__Text to read__.
A fierce debate is raging in Ottawa’s halls of power and in national newspaper editorial pages about the state of Canada’s IP armament. In October, John Manley, CEO of the Canadian Council of Chief Executives, wrote that “the battle over intellectual property resembles a new kind of arms race,” arguing that reforms are needed to make it easier for Canadian companies to patent their innovations. Manley’s rhetoric evokes a sense of national crisis by comparing intellectual property to more tangible strategic resources: “Our prosperity depends heavily on our abundance of natural resources, but we need to focus more on an asset that’s equally important to our economic future.” Unsecured Canadian IP assets are, to those who advocate locking and loading, the nation’s precious ideas and they’re at risk of flowing unhindered across our borders, where voracious foreign entities wait to gobble them up.

This view was reinforced last summer when the treasure trove of telecom patents held by bankrupt Nortel Networks Corp. was placed on the auction block and sold to a consortium that included American tech giants Apple Inc. and Microsoft Corp. Nortel’s roots can be traced to 1895, when Bell Telephone Co. of Canada spun off its manufacturing division to create Northern Electric and Manufacturing, later to be known as Nortel. At the height of the tech bubble in early 2000, Nortel accounted for one-third of the value of all companies listed on the TSX. Canadians have a soft spot for Nortel in the same way we have a soft spot for Tim Hortons – sure, it’s a publicly held corporation like any other, but it’s also part of our national identity. Many Canadians felt that a company weaned on taxpayer support that held such valuable patents was a national strategic asset. Comparisons to Potash Corp. of Saskatchewan Inc. were common.

__Provided material__.
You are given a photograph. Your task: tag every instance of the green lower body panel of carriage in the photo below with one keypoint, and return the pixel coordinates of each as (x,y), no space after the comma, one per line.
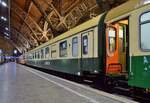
(71,66)
(139,75)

__Task requirements__.
A - According to the passage on Canada's intellectual property debate, what share of the value of all companies listed on the TSX did Nortel account for in early 2000?
B - Go on with the passage on Canada's intellectual property debate, picking up right after its last sentence.
The listing is separate material and has nothing to do with the passage on Canada's intellectual property debate.

__Per-task answers__.
A - One-third.

B -
But what, you might ask, does a big, dead company that owns valuable, well-protected patents – so valuable that they went for $4.5 billion – have to do with the unprotected or under-protected Canadian innovation that Manley is so concerned about? In October the Canadian International Council, a Toronto-based think-tank chaired by Research in Motion Ltd. CEO Jim Balsillie, picked up on the patent war zeitgeist and published a report aimed at making the connection. The report, authored by Karen Mazurkewich, concludes that we are bearing the burden of a sizeable intellectual property deficit.

The Canadian International Council argues that Canadian companies don’t own enough intellectual property in general – we’re simply under-armed as a nation. It follows from this thesis that selling patents and other IP to foreign entities weakens us, and acquiring more intellectual property, either by filing more patents or by buying them from foreign entities, strengthens us. In keeping with the pro-patent drumbeat, the rhetoric is jingoistic, recalling recent calls for asserting arctic sovereignty. The reasoning is that, if Europeans and Americans are sending nuclear submarines under the sea ice to plant flags in these intangible resources, then so should Canada. And, naturally, first we’ll need to build some nuclear submarines.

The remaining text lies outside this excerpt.